--- START Records ---

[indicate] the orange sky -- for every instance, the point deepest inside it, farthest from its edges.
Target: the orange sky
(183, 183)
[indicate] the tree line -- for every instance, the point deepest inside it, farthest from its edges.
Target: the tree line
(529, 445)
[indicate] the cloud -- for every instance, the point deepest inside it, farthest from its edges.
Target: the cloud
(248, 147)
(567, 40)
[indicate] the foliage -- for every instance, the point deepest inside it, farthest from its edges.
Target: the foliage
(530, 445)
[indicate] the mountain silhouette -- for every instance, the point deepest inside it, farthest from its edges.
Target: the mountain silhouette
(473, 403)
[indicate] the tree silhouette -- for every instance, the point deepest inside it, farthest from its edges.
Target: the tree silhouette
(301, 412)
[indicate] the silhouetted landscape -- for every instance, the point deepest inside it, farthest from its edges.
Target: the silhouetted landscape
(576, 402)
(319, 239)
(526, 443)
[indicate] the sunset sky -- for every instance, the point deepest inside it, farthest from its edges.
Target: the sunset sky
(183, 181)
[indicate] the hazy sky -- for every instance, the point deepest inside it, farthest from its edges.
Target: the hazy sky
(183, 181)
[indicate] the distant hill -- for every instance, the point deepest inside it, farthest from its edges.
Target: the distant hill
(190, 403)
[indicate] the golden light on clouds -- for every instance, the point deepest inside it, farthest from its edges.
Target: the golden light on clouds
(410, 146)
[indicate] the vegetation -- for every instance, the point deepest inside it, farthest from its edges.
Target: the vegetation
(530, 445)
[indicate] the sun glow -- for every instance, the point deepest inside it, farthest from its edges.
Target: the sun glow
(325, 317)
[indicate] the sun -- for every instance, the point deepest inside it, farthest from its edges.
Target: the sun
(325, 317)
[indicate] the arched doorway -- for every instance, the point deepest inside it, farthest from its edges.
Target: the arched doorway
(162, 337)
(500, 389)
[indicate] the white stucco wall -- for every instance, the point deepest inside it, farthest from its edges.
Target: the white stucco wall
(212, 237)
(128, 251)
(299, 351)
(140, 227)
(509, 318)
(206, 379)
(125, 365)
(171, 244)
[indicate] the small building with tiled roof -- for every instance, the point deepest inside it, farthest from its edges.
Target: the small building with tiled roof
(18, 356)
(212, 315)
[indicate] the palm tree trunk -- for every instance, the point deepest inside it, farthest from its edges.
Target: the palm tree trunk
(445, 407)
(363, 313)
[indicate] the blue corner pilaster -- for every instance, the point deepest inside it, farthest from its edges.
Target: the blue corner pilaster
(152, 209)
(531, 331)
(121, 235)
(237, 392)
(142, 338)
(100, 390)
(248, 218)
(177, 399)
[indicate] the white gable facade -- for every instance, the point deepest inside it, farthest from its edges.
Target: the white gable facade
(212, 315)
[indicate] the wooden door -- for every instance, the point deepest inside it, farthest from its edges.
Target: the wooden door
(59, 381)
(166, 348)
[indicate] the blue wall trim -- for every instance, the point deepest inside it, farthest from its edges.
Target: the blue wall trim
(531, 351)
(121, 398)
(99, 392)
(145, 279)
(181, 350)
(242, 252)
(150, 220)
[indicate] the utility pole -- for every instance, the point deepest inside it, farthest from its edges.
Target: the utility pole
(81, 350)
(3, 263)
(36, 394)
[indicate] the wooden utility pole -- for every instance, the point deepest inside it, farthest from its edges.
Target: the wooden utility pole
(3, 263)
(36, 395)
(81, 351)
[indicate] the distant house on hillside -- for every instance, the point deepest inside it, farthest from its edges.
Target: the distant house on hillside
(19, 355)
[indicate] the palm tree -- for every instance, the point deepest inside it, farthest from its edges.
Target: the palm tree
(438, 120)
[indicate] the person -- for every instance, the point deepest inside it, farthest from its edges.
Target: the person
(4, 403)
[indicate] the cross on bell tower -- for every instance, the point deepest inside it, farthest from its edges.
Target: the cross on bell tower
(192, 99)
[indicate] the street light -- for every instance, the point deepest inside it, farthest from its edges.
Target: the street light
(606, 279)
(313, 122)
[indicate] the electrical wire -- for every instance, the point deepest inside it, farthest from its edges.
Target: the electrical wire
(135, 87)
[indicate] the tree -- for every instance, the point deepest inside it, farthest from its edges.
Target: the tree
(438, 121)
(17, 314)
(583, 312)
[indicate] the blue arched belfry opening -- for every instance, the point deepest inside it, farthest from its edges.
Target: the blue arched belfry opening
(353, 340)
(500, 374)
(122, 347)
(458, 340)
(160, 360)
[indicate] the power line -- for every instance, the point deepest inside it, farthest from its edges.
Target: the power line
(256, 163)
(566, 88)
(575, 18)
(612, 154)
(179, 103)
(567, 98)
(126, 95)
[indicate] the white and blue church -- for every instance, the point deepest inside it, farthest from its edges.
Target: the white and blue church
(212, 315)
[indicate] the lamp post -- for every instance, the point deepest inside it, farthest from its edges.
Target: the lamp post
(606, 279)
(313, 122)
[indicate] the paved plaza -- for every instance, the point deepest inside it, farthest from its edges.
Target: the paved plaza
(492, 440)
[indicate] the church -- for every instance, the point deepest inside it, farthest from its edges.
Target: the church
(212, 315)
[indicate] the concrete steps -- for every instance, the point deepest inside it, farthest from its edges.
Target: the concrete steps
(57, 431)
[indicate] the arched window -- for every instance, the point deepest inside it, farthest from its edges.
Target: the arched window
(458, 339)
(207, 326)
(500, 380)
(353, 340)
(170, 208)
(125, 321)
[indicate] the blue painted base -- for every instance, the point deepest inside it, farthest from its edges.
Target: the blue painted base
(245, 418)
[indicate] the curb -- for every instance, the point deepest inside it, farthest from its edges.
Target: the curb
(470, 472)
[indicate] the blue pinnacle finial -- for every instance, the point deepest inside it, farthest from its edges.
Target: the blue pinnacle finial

--- END Records ---

> [Aim of the exercise] Can you copy every one of the items above word for word?

> [Output]
[indicate] the orange sky -- for every instance, the point deepest inside it, farthest from its edges.
Target: the orange sky
(183, 183)
[indicate] the tree line -- for every instance, the point deepest inside it, farthest from its edges.
Target: the tree line
(529, 445)
[indicate] the cloud -- for every instance, the point deepest inside it, farthest from its edges.
Target: the cloud
(248, 147)
(567, 40)
[indicate] the foliage -- for every instance, the point deepest inside it, farthest from its edges.
Target: the foliage
(530, 445)
[indicate] the mountain silhouette -- for every instance, the point deepest inside it, farthest from its edges.
Target: the mountain silhouette
(473, 403)
[indicate] the tree silhouette -- for every instance, the point deepest inside it, farthest from its edges.
Target: the tree silhouette
(301, 412)
[indicate] the silhouetted landscape -- for every instance, the point deepest inside it, farthest from its edges.
Target: the silhouetted landscape
(576, 402)
(319, 239)
(526, 443)
[indicate] the sunset sky -- for every instance, the point deepest inside it, farthest from its edges.
Target: the sunset sky
(183, 181)
[indicate] the hazy sky -- for every instance, the point deepest inside it, farthest from its edges.
Target: the hazy sky
(183, 181)
[indicate] the distant hill -- for every instance, the point deepest inside it, farthest from its edges.
Target: the distant hill
(190, 403)
[indicate] the golden light on clouds -- for every instance, the point deepest inside it, farthest from its edges.
Target: the golden light on clouds
(410, 146)
[indicate] the vegetation -- for every instance, the point deepest inside it, farthest from its edges.
Target: the vegetation
(530, 445)
[indicate] the sun glow -- for every instance, the point deepest inside it, farthest from its edges.
Target: the sun glow
(325, 317)
[indicate] the sun -- for every instance, the point deepest inside it, farthest from its edges.
Target: the sun
(325, 317)
[indicate] the arched doorway -- for every instance, the point deepest inside it, farthest from its edges.
Target: the arched doorway
(162, 337)
(500, 389)
[indicate] the white stucco wall -- for every instance, the point deepest inside it, farthest from its edges.
Target: the white stucco wall
(212, 237)
(128, 251)
(299, 351)
(140, 227)
(509, 318)
(206, 379)
(125, 365)
(171, 244)
[indicate] the small building with tiled roof -- for every instance, the point deepest inside it, farthest from its edges.
Target: the small building with tiled roof
(18, 356)
(212, 315)
[indicate] the palm tree trunk -- for every instance, the point deepest inside it, farthest from its edges.
Target: the palm tree trunk
(445, 407)
(363, 313)
[indicate] the blue corner pilaster -- for every instance, the point deepest inside it, farthest from its edges.
Target: the blue corner pilaster
(152, 209)
(531, 331)
(121, 235)
(237, 392)
(142, 338)
(100, 390)
(248, 218)
(177, 399)
[indicate] the white gable facade -- for every instance, the point deepest inside it, farthest from its edges.
Target: the white gable facade
(212, 315)
[indicate] the wooden door -- for every instance, the point deepest inside it, farthest from its edges.
Target: the wooden door
(59, 381)
(166, 348)
[indicate] the blue wall trim -- for every instance, the point deepest inside it, farthest from its edges.
Target: the blue wall trim
(531, 351)
(121, 398)
(99, 392)
(145, 279)
(181, 350)
(242, 252)
(150, 220)
[indicate] the utility pole -- for every instance, the point deepest inside it, farthest from its edges.
Target: the utility pole
(81, 350)
(3, 263)
(36, 394)
[indicate] the wooden utility pole -- for every instance, the point deepest inside it, farthest from its edges.
Target: the wooden utility pole
(3, 263)
(36, 395)
(81, 351)
[indicate] the distant house on hillside -- for every instance, the point deepest inside it, farthest from its edges.
Target: the distant house on hillside
(19, 355)
[indicate] the palm tree -- for every instance, the point deepest inside it, farthest from its edges.
Target: the palm tree
(438, 120)
[indicate] the person -- for every instance, the point deepest inside it, farthest from its edges.
Target: the person
(4, 403)
[indicate] the cross on bell tower -- for every instance, the point deepest inside it, farthest from its edges.
Target: the cross on bell tower
(192, 99)
[indicate] the street light -- for every instance, the point deepest inside it, farthest from its edges.
Target: the street light
(606, 279)
(313, 122)
[indicate] the electrical wire -- for every instance, the point deepest inside it, farthest from its edges.
Target: the electrical wire
(135, 87)
[indicate] the tree -- for every instance, the point deepest inside it, farthest from its edges.
Target: the tree
(438, 121)
(17, 314)
(583, 312)
[indicate] the blue arched belfry opening -- for every instance, the point deepest inside it, farthest from its edges.
Target: the blue arched belfry opening
(353, 340)
(500, 374)
(122, 347)
(458, 340)
(160, 360)
[indicate] the power line -- for every instance, the point deepest inside it, farthest from its edges.
Target: the power line
(256, 163)
(566, 88)
(575, 18)
(612, 154)
(179, 103)
(567, 98)
(126, 95)
[indicate] the white and blue church -- for every instance, the point deepest inside it, farthest from its edges.
Target: the white and blue church
(212, 315)
[indicate] the lamp post -- for every instance, the point deepest inside it, farthest from its edges.
Target: the lamp post
(606, 279)
(313, 122)
[indicate] the paved plaza -- for every instance, the point deepest inside it, farthest from its edges.
Target: the paved plaza
(492, 440)
[indicate] the church -- for every instance, the point deepest inside it, farthest from its edges.
Target: the church
(212, 315)
[indicate] the concrete steps -- for every instance, the point deepest inside it, farthest from its edges.
Target: the concrete steps
(57, 431)
[indicate] the arched window -- for every instance, the point deepest inside it, farthest from its edges.
Target: the arched window
(458, 339)
(207, 326)
(500, 380)
(353, 340)
(170, 208)
(125, 321)
[indicate] the blue painted base -- for every instance, the point deepest inside it, farthest from its edges.
Target: the blue painted base
(245, 418)
[indicate] the curb -- for every instance, the point deepest inside it, farthest from its edges.
Target: the curb
(470, 472)
[indicate] the blue pinnacle finial -- for every instance, the point deepest inside it, farthest from its edges.
Target: the blue pinnacle finial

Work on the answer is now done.